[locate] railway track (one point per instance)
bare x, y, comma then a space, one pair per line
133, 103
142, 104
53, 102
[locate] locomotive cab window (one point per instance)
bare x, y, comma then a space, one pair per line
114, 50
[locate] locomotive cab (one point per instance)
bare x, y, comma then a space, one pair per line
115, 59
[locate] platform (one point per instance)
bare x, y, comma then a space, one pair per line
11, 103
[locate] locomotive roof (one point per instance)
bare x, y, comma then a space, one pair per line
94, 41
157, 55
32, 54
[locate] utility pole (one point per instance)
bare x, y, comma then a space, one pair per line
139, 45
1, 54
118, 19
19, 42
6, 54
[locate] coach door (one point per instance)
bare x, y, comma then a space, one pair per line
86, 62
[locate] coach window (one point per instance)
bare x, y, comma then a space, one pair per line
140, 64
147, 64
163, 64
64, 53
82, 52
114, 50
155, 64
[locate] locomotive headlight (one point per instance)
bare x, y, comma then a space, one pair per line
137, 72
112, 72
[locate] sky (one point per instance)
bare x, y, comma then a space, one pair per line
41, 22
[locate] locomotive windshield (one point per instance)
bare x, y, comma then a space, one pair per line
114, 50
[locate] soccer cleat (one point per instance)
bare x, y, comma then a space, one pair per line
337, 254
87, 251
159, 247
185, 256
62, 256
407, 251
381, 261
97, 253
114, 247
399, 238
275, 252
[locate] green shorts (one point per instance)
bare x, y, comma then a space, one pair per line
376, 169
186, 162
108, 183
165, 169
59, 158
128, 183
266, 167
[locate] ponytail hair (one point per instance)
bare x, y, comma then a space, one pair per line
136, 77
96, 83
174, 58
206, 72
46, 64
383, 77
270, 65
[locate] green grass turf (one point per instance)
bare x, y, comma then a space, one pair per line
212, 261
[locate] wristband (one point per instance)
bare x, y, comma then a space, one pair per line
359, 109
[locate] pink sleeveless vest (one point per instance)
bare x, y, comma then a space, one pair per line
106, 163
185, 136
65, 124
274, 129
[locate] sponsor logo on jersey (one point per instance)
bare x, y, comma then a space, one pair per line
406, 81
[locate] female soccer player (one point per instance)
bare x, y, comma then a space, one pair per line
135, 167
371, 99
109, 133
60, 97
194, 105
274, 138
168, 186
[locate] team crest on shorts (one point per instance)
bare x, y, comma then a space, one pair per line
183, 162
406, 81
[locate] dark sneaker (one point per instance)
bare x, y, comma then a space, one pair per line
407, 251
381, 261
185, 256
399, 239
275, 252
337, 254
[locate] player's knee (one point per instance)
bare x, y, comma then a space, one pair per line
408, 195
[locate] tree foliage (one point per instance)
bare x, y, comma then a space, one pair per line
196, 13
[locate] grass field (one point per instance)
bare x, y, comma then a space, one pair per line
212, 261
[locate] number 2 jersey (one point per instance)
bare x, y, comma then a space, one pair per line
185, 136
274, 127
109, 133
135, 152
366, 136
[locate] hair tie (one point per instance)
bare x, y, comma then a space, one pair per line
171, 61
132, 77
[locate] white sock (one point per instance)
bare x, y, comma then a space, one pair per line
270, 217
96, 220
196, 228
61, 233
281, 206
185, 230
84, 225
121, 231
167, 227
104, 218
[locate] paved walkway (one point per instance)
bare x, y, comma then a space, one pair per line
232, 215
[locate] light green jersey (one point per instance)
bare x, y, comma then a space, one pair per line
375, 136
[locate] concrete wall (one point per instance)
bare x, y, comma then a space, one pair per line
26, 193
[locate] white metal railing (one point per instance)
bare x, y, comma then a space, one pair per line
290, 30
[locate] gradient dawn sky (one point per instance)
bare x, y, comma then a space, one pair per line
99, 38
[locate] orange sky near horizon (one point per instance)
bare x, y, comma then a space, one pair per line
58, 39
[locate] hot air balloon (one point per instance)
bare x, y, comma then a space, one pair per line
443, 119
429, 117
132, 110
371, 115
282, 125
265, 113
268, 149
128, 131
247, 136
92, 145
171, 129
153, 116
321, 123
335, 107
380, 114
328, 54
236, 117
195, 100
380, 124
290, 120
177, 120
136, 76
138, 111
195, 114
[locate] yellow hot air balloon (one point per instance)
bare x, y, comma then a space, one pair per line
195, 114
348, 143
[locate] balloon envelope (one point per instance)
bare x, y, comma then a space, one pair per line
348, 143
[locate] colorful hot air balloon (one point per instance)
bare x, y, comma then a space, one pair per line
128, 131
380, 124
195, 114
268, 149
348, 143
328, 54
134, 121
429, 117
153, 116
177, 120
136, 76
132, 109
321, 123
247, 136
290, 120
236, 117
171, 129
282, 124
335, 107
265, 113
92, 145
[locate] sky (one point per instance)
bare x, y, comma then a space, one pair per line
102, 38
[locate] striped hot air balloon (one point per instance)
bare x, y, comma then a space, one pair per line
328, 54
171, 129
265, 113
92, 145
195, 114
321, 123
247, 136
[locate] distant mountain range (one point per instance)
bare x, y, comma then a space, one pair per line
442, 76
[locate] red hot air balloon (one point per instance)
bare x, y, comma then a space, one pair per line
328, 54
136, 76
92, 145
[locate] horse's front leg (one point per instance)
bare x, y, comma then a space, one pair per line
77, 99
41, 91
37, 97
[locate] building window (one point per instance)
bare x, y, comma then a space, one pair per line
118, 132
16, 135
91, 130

..........

> [OBJECTIVE]: Extract all of the data shown above without alteration.

> [THE SOLUTION]:
[locate] railway track (one point per instance)
bare x, y, comma then a space, one pair per line
133, 103
142, 104
53, 102
[locate] locomotive cab window (one point per instance)
bare x, y, comma then a space, one pair per line
114, 50
[locate] locomotive cab (one point per instance)
bare x, y, comma then a space, one pair per line
115, 59
[locate] platform (one point per instance)
bare x, y, comma then a space, one pair per line
11, 103
[locate] locomotive roof (one point per instance)
bare x, y, comma then a space, one pair per line
94, 41
157, 55
32, 54
[locate] utility pole (one point per instance)
bare x, y, comma then a space, one pair per line
139, 45
1, 54
118, 19
19, 42
6, 54
[locate] coach door (one point per instance)
bare x, y, comma then a space, one pair per line
86, 62
[locate] coach window (one point per instance)
bare x, y, comma then a space, one pair per line
140, 64
147, 64
163, 64
64, 53
82, 52
114, 50
155, 64
[locate] locomotive headlight (one point per instance)
bare x, y, comma then a space, one pair per line
137, 72
112, 72
[locate] sky (one point per instance)
bare x, y, comma then a space, one pair per line
41, 22
[locate] locomotive windshield (one point per instance)
bare x, y, comma then a space, one pair per line
114, 50
[locate] soccer cleat (one point per instance)
bare x, y, comma then a space, one pair per line
337, 254
87, 251
159, 247
185, 256
62, 256
407, 251
381, 261
97, 253
114, 247
399, 238
275, 252
[locate] green shorts (one point per instance)
bare x, y, comma then a space, one pair per line
376, 169
186, 162
108, 183
165, 169
59, 158
128, 183
266, 167
[locate] ponytail hair (one point per instance)
bare x, y, comma then a space, one pair per line
136, 77
96, 83
174, 58
206, 72
46, 64
383, 77
270, 65
[locate] green grass turf (one point per instance)
bare x, y, comma then a space, one pair per line
212, 261
[locate] wristband (one point per instance)
bare x, y, comma then a space, one pair per line
359, 109
[locate] pink sleeveless vest (one point per instance)
bare x, y, comma then a space, one pair per line
106, 163
185, 136
65, 124
274, 129
[locate] sponsor logo on jersey (one point per instance)
bare x, y, comma then a space, one pair per line
406, 81
[locate] female soccer player (one point per instance)
bare x, y, comma then a space, one pair per line
135, 167
371, 99
109, 133
60, 97
194, 105
274, 138
168, 186
[locate] team crest on shorts (one point per instance)
bare x, y, comma then a space, one pair per line
183, 162
406, 81
[locate] dark sneaker (one point per instance)
bare x, y, comma then a space, one pair per line
407, 251
381, 261
185, 256
399, 239
275, 252
337, 254
[locate] player's knee (one point per instance)
bare x, y, comma then a space, one pair per line
408, 195
[locate] tree foliage (one point per instance)
bare x, y, comma then a space, one pair per line
196, 13
[locate] grass field (one point per instance)
bare x, y, comma then a space, one pair per line
212, 261
[locate] number 2 jersey (one point per instance)
bare x, y, comma then a space, one pair per line
185, 136
274, 127
109, 133
135, 152
366, 136
[locate] hair tie (one point per instance)
bare x, y, comma then a space, one pair per line
171, 61
132, 77
[locate] white sock (one point per instance)
bare x, y, comma then a space, one pair per line
270, 217
96, 220
196, 228
61, 233
281, 206
185, 230
84, 225
121, 231
167, 227
104, 218
[locate] paved walkway (one point per instance)
bare x, y, comma then a space, one pair per line
232, 215
[locate] light green jersey (one point per instance)
bare x, y, comma then a space, one pair per line
375, 136
[locate] concrete wall (one point per instance)
bare x, y, comma then a space, one pair per line
26, 193
[locate] white metal railing (one point per instance)
bare x, y, comma then a space, one pair per line
290, 30
[locate] gradient dawn sky (one point per instance)
bare x, y, comma then a space, one pair per line
99, 38
[locate] orange sky near horizon (one point per instance)
bare x, y, comma then a space, one pair per line
58, 39
[locate] hot air balloon (one point per instance)
bare x, y, comma then a space, one pair per line
443, 119
429, 117
132, 110
371, 115
282, 125
265, 113
268, 149
128, 131
247, 136
92, 145
171, 129
153, 116
321, 123
335, 107
380, 114
328, 54
236, 117
195, 100
380, 124
290, 120
177, 120
136, 76
138, 111
195, 114
[locate] yellow hot air balloon (one point per instance)
bare x, y, comma then a space, one pair per line
195, 114
348, 143
[locate] balloon envelope (one point per instance)
bare x, y, comma then a space, one pair per line
348, 143
[locate] colorful hot air balloon (one point per instance)
bare x, y, comma then a space, one pair per line
128, 131
380, 124
195, 114
268, 149
348, 143
328, 54
134, 121
429, 117
153, 116
177, 120
136, 76
132, 109
321, 123
247, 136
290, 120
236, 117
171, 129
282, 124
335, 107
265, 113
92, 145
[locate] sky (one point per instance)
bare x, y, comma then a space, one pair per line
102, 38
[locate] striped hot air balloon (one point per instance)
bare x, y, comma then a space, one pair per line
328, 54
171, 129
265, 113
92, 145
195, 114
321, 123
247, 136
[locate] distant mountain range (one point per instance)
bare x, y, comma then a space, one pair per line
442, 76
[locate] red hot air balloon (one point per instance)
bare x, y, comma then a space, one pair per line
328, 54
136, 76
92, 145
[locate] horse's front leg (one point per instance)
bare x, y, comma then a space, one pair per line
77, 99
41, 91
37, 97
[locate] building window (one point per instance)
bare x, y, comma then a space, one pair per line
118, 132
16, 135
91, 130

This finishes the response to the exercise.